(Collected data)
========================================================================

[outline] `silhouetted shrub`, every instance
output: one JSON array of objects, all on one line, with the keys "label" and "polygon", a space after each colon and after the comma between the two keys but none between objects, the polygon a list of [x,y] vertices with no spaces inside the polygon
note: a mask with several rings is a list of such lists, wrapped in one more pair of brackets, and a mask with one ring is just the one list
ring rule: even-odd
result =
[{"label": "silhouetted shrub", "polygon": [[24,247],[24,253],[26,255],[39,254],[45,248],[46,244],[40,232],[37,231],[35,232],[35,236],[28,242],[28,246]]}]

========================================================================

Exactly as they are written, print the entries again.

- **THE COMPLETED TASK**
[outline] `silhouetted shrub`, every instance
output: one JSON array of objects, all on one line, with the keys "label" and "polygon", a space after each colon and after the comma between the two keys but none between objects, the polygon a list of [x,y] vertices with no spaces inside the polygon
note: a mask with several rings is a list of such lists, wrapped in one more pair of brackets, and a mask with one ring is just the one list
ring rule: even-odd
result =
[{"label": "silhouetted shrub", "polygon": [[24,247],[24,253],[26,255],[39,254],[45,248],[46,244],[40,232],[37,231],[35,232],[35,236],[28,242],[28,246]]}]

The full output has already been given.